Required task a
Can you restate the book description starting at "Featuring beloved characters" and ending at "as Teacher’s Lane.", substituting "Maryland" for "Delaware"?

Given passage

Rachel Simon’s historic home on a charming tree- lined street was hardly ideal. It was too small, too dark, and there was a gaping hole in the dining room ceiling. So when the house is burglarized, Rachel and her husband, Hal, agree it’s time to sell. But in a difficult housing market, and with Hal being an architect, they soon realize: Why leave when they can renovate?
Rachel prepares herself for the disagreements and disasters that can accompany a major home renovation. But what she isn’t prepared for is the emotional journey that will blow open the seal around everything she thinks she knows about herself, about family, and about the misunderstandings and resilience of love. From Hal’s first design sketch to the last stroke of paint, memories of a difficult childhood, friendships left behind, challenges with siblings, and an improbable path to marriage come bursting out. Once the dust settles, Rachel is astonished by the many gems revealed along the way—and comes to discover profound insights about the construction, demolition, and renovation of personal connections.
Featuring beloved characters from Riding the Bus with My Sister and written with Simon’s signature breathtaking prose, Building a Home with My Husband is a wise and poignant reflection on love’s endless possibilities and the extraordinary endurance of the human spirit.
Rachel Simon is the author of the critically acclaimed and bestselling memoir Riding the Bus with My Sister. Her other books include the novel The Magic Touch and a collection of short stories, Little Nightmares, Little Dreams. In addition to writing, she is a frequently sought-after speaker on disability issues and the steps people can take to improve their lives. She lives in Delaware, with her husband, Hal, on a street informally known as Teacher’s Lane.
- Site Selection—House
Why is Rachel hesitant to embark on the renovation with Hal? How does her hesitation evolve into her coming to view renovation of the house as a life journey? Discuss the symbol of the trees that grow over the no parking anytime signs. Discuss the role of community in Rachel making her decision. Have you ever made a major decision reluctantly, and then come to see it as a transformative experience that was actually helpful to you?
- Design Phase—Love
Rachel describes her “Search for Life Purpose 2.0.” In what ways does this search change over time? What does she discover her Life Purpose 2.0 to be? Have you had your own version of a Search for Life Purpose 2.0? What answer did you reach? In this chapter, Rachel also explains her struggle to understand love. How did she envision love during the first relationship with Hal, and how did that change over time? Has your own understanding of love changed over time? If so, what had it been and what made it change?

Required task b
Could you turn the records starting at the line containing "Reviewer note: check that each instance of the distant" and ending at the line containing "[[109, 15]]" into a Markdown table with the columns Row and Line, one numbered row per line, leaving out blank lines and any other part of the records?

(Part of a data file)
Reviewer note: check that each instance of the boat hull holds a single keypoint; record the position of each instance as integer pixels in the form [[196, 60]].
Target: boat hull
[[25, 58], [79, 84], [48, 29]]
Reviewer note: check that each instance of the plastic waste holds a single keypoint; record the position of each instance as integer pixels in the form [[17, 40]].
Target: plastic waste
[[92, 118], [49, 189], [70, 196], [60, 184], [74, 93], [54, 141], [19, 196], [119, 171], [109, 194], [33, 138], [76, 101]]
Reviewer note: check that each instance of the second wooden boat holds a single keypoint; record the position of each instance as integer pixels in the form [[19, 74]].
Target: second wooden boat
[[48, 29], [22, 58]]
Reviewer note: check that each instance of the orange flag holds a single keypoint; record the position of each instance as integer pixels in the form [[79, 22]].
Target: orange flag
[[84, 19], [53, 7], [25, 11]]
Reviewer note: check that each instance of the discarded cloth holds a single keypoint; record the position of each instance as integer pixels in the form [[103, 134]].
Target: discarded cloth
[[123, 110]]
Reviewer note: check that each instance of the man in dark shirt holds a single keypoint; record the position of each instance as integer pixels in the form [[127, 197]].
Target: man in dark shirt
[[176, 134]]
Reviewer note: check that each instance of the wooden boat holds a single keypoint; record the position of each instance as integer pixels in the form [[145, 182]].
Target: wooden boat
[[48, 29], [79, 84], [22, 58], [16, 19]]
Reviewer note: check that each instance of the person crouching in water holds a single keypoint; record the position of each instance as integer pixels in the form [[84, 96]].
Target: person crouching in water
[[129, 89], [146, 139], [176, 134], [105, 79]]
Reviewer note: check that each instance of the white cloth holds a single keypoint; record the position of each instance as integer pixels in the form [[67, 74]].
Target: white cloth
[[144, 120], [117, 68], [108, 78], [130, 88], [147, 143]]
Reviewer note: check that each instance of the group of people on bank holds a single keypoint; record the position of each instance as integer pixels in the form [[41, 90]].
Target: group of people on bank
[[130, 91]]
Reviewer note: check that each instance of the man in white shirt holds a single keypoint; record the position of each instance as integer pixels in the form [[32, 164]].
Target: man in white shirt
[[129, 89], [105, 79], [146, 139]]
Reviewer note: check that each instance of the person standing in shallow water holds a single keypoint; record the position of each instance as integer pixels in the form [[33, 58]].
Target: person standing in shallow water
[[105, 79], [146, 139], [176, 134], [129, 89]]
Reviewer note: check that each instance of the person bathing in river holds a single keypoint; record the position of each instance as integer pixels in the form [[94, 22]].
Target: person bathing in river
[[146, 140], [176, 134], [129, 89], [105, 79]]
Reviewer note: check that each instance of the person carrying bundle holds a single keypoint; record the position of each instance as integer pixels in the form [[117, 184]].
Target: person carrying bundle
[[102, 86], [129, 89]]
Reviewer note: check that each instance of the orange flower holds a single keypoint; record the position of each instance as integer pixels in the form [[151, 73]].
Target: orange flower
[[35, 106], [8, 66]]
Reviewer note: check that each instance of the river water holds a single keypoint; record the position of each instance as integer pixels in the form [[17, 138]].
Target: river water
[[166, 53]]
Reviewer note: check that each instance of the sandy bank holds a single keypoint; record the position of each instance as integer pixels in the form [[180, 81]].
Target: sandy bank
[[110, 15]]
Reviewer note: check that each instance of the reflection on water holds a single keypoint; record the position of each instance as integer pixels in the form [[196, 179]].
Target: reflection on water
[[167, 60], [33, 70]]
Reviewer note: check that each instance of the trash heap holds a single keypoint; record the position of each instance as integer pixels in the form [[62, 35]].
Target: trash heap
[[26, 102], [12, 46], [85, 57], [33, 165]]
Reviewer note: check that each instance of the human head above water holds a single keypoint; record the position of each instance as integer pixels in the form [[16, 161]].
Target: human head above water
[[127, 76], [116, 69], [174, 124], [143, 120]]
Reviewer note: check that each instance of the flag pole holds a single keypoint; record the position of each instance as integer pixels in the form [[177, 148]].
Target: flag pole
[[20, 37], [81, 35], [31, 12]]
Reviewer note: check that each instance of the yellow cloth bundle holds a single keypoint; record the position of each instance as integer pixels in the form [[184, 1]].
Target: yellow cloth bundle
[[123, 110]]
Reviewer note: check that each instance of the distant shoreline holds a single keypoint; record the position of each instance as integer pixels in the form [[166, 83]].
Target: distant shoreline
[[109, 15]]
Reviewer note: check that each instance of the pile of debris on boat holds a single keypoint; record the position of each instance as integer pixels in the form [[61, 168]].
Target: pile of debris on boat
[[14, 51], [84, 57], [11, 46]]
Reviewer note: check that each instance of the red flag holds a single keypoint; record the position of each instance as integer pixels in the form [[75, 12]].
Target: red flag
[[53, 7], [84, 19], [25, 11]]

Final result a
Featuring beloved characters from Riding the Bus with My Sister and written with Simon’s signature breathtaking prose, Building a Home with My Husband is a wise and poignant reflection on love’s endless possibilities and the extraordinary endurance of the human spirit.
Rachel Simon is the author of the critically acclaimed and bestselling memoir Riding the Bus with My Sister. Her other books include the novel The Magic Touch and a collection of short stories, Little Nightmares, Little Dreams. In addition to writing, she is a frequently sought-after speaker on disability issues and the steps people can take to improve their lives. She lives in Maryland, with her husband, Hal, on a street informally known as Teacher’s Lane.

Final result b
| Row | Line |
|---|---|
| 1 | Reviewer note: check that each instance of the distant shoreline holds a single keypoint; record the position of each instance as integer pixels in the form [[166, 83]]. |
| 2 | Target: distant shoreline |
| 3 | [[109, 15]] |